> **Excerpted passage**
# Butt lift



## Huge29 (Sep 17, 2007)

Dear Family and Friends,
Most of you know Jim is considering a surgical procedure for a Butt Lift at the Wal-Mart Medical Center . I was told of someone who had this procedure done and it was a most unpleasant experience. They should have left well enough alone.

I wanted to show you how it turned out. I hope this keeps any of you from having this done.

We all should Please, PLEASE, PLEASE . . encourage Jim to avoid getting a Butt Lift. He will most certainly regret it !!!

[attachment=0:1mqb4zas]butt lift.jpg[/attachment:1mqb4zas]


----------



## Al Hansen (Sep 7, 2007)

:shock: Oh man . Now you've done it. Nightmares tonight. -)O(-


----------



## stillhunterman (Feb 15, 2009)

Holy smokes!


----------



## proutdoors (Sep 24, 2007)

My question is: how does she know which way to turn the bra?


----------



## wyogoob (Sep 7, 2007)

Heavens to Besty!


----------



## Huge29 (Sep 17, 2007)

> **Dataset**
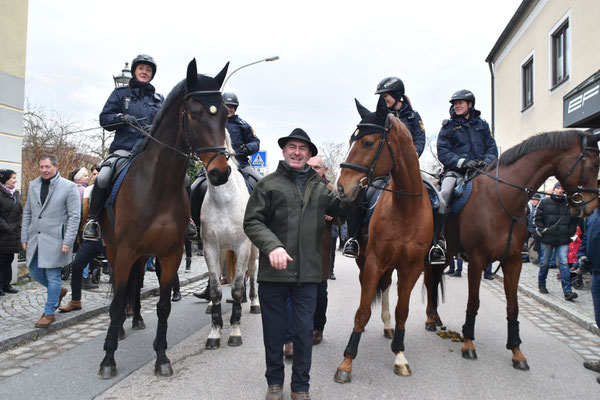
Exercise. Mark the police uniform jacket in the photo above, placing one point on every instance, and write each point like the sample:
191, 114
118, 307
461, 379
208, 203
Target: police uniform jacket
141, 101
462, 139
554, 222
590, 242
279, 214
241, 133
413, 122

--

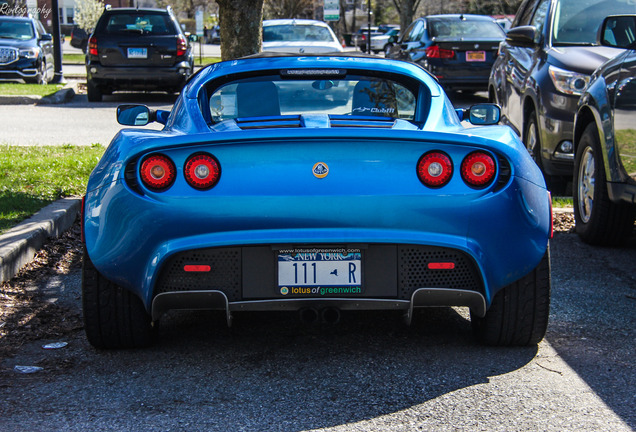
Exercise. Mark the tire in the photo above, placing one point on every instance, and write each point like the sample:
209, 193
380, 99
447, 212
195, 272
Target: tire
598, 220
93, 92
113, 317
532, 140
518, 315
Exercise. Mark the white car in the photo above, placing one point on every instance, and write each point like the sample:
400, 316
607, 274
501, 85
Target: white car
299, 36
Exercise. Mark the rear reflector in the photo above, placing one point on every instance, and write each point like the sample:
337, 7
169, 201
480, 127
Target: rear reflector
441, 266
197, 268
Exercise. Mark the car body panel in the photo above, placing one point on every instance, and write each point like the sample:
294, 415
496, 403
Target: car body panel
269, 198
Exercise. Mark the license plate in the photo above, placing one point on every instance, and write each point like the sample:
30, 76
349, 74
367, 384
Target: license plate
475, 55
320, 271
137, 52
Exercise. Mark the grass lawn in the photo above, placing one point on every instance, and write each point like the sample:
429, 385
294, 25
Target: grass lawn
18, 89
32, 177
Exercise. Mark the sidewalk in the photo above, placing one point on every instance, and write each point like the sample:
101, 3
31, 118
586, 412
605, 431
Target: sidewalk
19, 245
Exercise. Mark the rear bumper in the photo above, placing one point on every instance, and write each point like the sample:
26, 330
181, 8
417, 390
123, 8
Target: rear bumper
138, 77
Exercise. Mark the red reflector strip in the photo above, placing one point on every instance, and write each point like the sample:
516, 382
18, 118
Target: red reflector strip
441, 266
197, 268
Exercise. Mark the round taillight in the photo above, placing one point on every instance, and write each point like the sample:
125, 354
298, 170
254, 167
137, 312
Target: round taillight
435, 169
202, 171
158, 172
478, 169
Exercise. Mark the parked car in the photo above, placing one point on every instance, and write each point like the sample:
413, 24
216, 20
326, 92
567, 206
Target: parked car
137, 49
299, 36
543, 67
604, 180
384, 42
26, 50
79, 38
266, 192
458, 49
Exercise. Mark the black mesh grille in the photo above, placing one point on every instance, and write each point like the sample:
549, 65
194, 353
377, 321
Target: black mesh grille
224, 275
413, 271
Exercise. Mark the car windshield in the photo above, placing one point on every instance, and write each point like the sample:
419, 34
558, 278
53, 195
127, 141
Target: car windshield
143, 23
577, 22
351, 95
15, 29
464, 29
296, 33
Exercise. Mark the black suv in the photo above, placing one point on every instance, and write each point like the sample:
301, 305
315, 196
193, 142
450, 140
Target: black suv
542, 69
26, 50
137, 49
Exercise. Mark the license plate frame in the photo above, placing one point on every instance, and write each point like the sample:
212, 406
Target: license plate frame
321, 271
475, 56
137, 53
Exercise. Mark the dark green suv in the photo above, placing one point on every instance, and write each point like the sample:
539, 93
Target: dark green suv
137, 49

> **Activities**
**A)** Write out the part of the butt lift forum thread starting with "Dear Family and" and going on through "having this done.".
**B)** Write what comes next in the butt lift forum thread, picking up after its final line.

> **Exercise results**
**A)**
Dear Family and Friends,
Most of you know Jim is considering a surgical procedure for a Butt Lift at the Wal-Mart Medical Center . I was told of someone who had this procedure done and it was a most unpleasant experience. They should have left well enough alone.

I wanted to show you how it turned out. I hope this keeps any of you from having this done.

**B)**
proutdoors said:


> My question is: how does she know which way to turn the bra?


She must have been confused too, because I am not seeing any straps.


----------



## Wind In His Hair (Dec 31, 2009)

-)O(- _/O |-O-| O-|-O


----------



## Briar Patch (Feb 1, 2010)

proutdoors said:


> My question is: how does she know which way to turn the bra?


Oh BABY! She's wearin a strapless! :lol:

That is the area of my back I can't reach very well ... I'm thinkin there may be some cleanliness issues involved with a butt lift .. :O>>:


----------



## Chaser (Sep 28, 2007)

If she were to put on a thong, would the strings actually be used like shoulder straps?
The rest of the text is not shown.